MATERIALS PROVIDED
________
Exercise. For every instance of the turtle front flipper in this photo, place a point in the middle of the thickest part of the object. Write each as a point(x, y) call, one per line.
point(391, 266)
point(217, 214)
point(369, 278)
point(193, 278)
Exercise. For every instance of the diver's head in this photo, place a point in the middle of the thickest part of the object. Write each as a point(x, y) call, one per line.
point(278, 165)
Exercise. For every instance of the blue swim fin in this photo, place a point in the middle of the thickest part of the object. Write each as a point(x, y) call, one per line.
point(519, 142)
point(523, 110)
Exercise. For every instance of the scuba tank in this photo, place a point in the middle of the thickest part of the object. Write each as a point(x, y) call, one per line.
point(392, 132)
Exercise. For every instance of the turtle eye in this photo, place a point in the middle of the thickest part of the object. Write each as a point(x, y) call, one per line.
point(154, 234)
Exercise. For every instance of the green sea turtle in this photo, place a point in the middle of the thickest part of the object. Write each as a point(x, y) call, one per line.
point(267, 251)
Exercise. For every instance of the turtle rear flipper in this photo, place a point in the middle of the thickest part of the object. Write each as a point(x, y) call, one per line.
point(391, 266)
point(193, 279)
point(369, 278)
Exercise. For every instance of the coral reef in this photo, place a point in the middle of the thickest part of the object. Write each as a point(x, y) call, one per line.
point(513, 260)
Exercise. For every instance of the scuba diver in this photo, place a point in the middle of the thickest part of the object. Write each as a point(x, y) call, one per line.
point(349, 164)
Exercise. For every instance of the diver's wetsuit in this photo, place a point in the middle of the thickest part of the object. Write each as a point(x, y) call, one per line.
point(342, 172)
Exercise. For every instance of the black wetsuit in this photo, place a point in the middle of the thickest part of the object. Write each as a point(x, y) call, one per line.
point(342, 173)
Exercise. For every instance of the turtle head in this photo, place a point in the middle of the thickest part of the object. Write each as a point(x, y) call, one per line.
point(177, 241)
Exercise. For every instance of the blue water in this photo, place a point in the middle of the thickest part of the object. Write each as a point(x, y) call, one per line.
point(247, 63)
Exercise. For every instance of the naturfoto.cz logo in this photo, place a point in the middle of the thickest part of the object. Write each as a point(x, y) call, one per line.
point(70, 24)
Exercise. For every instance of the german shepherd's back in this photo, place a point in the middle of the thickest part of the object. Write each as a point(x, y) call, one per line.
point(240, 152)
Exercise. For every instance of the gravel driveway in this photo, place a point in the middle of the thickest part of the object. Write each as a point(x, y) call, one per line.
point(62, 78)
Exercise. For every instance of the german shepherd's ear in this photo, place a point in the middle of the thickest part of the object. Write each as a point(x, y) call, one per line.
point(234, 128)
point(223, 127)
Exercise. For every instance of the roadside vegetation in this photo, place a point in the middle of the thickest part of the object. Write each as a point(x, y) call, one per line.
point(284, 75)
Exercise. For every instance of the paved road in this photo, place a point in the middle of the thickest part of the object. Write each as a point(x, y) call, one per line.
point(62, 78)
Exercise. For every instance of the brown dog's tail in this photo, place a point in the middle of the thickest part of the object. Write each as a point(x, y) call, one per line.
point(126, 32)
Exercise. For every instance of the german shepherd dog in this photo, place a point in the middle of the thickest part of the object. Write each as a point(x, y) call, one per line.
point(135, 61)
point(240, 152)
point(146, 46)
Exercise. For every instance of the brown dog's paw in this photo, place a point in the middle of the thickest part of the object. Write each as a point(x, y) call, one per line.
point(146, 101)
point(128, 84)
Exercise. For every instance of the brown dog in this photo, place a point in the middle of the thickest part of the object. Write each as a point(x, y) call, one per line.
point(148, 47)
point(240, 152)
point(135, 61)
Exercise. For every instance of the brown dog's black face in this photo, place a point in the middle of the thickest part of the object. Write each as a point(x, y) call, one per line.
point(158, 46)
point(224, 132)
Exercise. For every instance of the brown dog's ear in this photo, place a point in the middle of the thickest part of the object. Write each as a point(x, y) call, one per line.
________
WHAT THIS TASK INVOLVES
Swap "Exercise" for "Task" throughout the data above, and reproduce all of it with nothing else changed.

RESULT OF THE TASK
Task. For every instance of the turtle front flipper in this photo, place a point in the middle of the thickest part of the object. Write each as a point(x, y) call, one per line.
point(391, 266)
point(217, 214)
point(369, 278)
point(193, 278)
Task. For every instance of the diver's head in this photo, place a point in the middle of the thickest part of the object. Write each as a point(x, y) call, one per line.
point(278, 165)
Task. For every instance of the blue swim fin in this photo, place a point in the middle of the thickest part of the object. Write each as a point(x, y) call, one per line.
point(519, 142)
point(523, 110)
Task. For every instance of the scuba tank in this photo, place a point in the middle of the thickest part of the object. Write each as a point(x, y) call, one per line.
point(392, 132)
Task. For every instance of the turtle eye in this photo, place a point in the middle of the thickest part of the object. Write each as a point(x, y) call, one per line.
point(154, 234)
Task. For every instance of the green sea turtle in this photo, place a point in the middle of the thickest part of the object. Write each as a point(x, y) call, one per line.
point(267, 251)
Task. For every instance of the turtle rear flipper in this photo, place a point in the middle of the thickest part of the object. Write each as a point(x, y) call, one per line.
point(391, 266)
point(193, 279)
point(369, 278)
Task. For every instance of the coral reef in this photo, place a point in the middle of the thickest part of the object. Write each as a point(x, y) call, one per line.
point(513, 260)
Task. For every instance of the scuba diver in this photo, place a point in the middle of the thickest part of the object. Write each as a point(x, y) call, one per line.
point(349, 164)
Task. For every instance of the diver's wetsuit in this photo, place a point in the middle of the thickest part of the object. Write each as a point(x, y) call, one per line.
point(342, 172)
Task. For every instance of the black wetsuit in this photo, place a point in the middle of the thickest part of the object. Write each as a point(x, y) call, one per line.
point(342, 173)
Task. For every instance of the turtle head in this photo, place a point in the middle of the thickest part of the object. Write each as a point(x, y) call, one per line.
point(177, 241)
Task. For every instance of the blue water in this photo, place a point in the middle of the thickest part of the object. Write each as a point(x, y) call, one per line.
point(247, 63)
Task. For every instance of the naturfoto.cz logo in this photo, place a point in the middle of the thickest part of the object. Write each as a point(x, y) call, one per line.
point(70, 24)
Task. For every instance of the german shepherd's back in this photo, place a point in the middle of the thickest part of the object. Write each as a point(x, y) call, one per line.
point(240, 152)
Task. For every instance of the gravel driveway in this photo, place a point in the middle of the thickest part of the object. Write each as a point(x, y) call, one per line.
point(62, 78)
Task. For every instance of the german shepherd's ear in this photo, place a point in the middle of the thickest part of the object. Write each as a point(x, y) call, one per line.
point(234, 128)
point(223, 127)
Task. For every instance of the roadside vegetation in this photo, place a point in the middle of the thickest part of the object. Write each as a point(x, y) call, one per line.
point(284, 75)
Task. For every instance of the paved road in this photo, place a point in the middle of the thickest part of the object. Write each as a point(x, y) call, one per line.
point(62, 78)
Task. For every instance of the brown dog's tail in this photo, place a point in the middle of the thickest part of the object. Write each as a point(x, y) call, one per line.
point(126, 32)
Task. For every instance of the german shepherd dog in this photo, place a point in the middle of the thickest part of the object. Write each as a point(x, y) call, one per line.
point(135, 61)
point(240, 152)
point(146, 46)
Task. For every instance of the brown dog's paw in this photo, place a point in the middle of the thickest part of the object. Write each as a point(x, y) call, one per line.
point(146, 101)
point(128, 84)
Task. For every instance of the brown dog in this photo, place a point in the middle of the thickest part of the object. Write each as a point(x, y) call, one per line.
point(148, 47)
point(240, 152)
point(135, 61)
Task. For every instance of the brown dog's black face in this photo, place a point in the middle of the thickest part of the object. Write each as a point(x, y) call, one per line.
point(158, 46)
point(224, 132)
Task. For every instance of the brown dog's ear in this photo, place a point in the middle of the thickest part of the object. Write each as a point(x, y) call, one per line.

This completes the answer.